Show every line of the data below that contains the word "shirt".

::::

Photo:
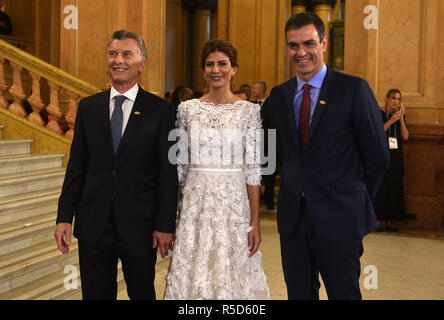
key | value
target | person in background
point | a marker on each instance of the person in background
(167, 96)
(5, 21)
(247, 89)
(389, 202)
(240, 94)
(185, 94)
(258, 92)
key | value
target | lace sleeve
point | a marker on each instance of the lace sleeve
(182, 160)
(253, 143)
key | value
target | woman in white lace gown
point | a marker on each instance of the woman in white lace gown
(215, 254)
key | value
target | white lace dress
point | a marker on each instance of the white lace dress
(210, 259)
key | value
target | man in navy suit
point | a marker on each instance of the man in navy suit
(334, 154)
(119, 183)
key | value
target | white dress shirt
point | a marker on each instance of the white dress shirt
(127, 105)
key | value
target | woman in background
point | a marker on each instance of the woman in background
(389, 203)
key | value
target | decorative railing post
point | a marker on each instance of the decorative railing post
(70, 118)
(17, 92)
(53, 109)
(59, 122)
(3, 85)
(35, 100)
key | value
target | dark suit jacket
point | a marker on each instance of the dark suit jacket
(138, 182)
(343, 163)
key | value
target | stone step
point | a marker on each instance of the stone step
(29, 163)
(35, 273)
(52, 287)
(28, 205)
(25, 233)
(61, 293)
(28, 182)
(11, 147)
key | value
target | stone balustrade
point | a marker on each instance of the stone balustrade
(63, 89)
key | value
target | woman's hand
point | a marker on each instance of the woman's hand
(254, 238)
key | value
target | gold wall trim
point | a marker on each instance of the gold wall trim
(46, 70)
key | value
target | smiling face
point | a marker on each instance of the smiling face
(125, 63)
(306, 51)
(218, 70)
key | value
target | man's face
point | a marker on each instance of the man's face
(258, 91)
(306, 51)
(247, 90)
(124, 62)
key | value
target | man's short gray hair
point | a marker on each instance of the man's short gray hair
(124, 34)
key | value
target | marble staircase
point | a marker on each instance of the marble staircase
(31, 266)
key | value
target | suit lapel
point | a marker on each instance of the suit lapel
(133, 122)
(289, 98)
(104, 114)
(322, 103)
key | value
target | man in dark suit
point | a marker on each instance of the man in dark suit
(333, 157)
(119, 183)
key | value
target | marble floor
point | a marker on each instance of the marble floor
(402, 266)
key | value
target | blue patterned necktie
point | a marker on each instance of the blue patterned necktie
(117, 121)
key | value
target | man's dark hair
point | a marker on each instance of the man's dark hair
(304, 19)
(124, 34)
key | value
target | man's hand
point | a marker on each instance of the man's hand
(254, 239)
(63, 231)
(163, 242)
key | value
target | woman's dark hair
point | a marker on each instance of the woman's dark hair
(301, 20)
(219, 46)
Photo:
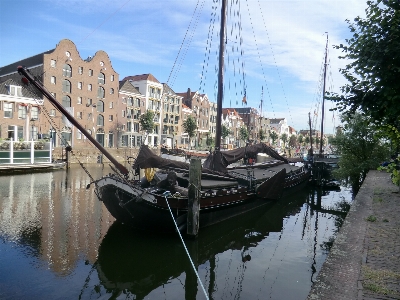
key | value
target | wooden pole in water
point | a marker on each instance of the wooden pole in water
(194, 197)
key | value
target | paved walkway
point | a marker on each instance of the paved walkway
(364, 262)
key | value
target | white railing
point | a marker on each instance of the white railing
(25, 152)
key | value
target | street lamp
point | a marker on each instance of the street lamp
(33, 127)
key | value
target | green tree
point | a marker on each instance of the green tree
(274, 136)
(262, 134)
(373, 70)
(292, 141)
(284, 139)
(146, 122)
(190, 127)
(300, 139)
(360, 148)
(243, 133)
(225, 131)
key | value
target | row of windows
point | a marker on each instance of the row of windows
(22, 111)
(67, 72)
(66, 87)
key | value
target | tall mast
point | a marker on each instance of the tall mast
(37, 84)
(220, 77)
(323, 97)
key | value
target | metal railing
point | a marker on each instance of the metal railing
(25, 152)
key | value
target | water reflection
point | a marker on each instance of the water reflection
(273, 252)
(54, 215)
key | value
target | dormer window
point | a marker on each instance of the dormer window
(15, 90)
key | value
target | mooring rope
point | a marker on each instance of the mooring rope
(166, 194)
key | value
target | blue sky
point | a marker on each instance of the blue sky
(280, 58)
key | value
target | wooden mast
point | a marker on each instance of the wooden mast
(23, 71)
(220, 95)
(323, 98)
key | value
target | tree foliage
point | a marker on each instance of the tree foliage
(190, 127)
(225, 131)
(360, 148)
(146, 121)
(284, 139)
(292, 141)
(262, 134)
(274, 136)
(373, 70)
(243, 133)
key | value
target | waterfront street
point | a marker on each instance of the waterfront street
(57, 241)
(364, 262)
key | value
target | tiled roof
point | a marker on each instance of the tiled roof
(27, 62)
(142, 77)
(25, 92)
(126, 86)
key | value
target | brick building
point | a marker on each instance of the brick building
(88, 88)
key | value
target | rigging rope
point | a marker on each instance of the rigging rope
(166, 194)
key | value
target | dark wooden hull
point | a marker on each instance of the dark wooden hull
(148, 208)
(151, 211)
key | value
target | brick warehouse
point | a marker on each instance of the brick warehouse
(88, 87)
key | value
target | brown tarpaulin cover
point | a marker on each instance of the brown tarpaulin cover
(218, 161)
(215, 163)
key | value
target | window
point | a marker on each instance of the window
(35, 112)
(100, 120)
(137, 102)
(8, 110)
(100, 106)
(66, 101)
(66, 86)
(100, 92)
(67, 71)
(101, 78)
(14, 90)
(22, 112)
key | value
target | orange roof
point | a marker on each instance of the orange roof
(149, 77)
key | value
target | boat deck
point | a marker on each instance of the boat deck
(261, 174)
(7, 169)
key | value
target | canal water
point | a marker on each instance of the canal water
(57, 241)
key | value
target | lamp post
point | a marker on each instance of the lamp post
(32, 127)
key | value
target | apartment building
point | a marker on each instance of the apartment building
(131, 105)
(19, 112)
(171, 117)
(152, 90)
(200, 106)
(87, 88)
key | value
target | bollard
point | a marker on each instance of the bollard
(194, 197)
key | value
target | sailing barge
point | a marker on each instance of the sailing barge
(223, 192)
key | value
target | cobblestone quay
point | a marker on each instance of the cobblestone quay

::::

=== CORRECT ANSWER ===
target | white dress shirt
point | a marker on each instance of the white dress shirt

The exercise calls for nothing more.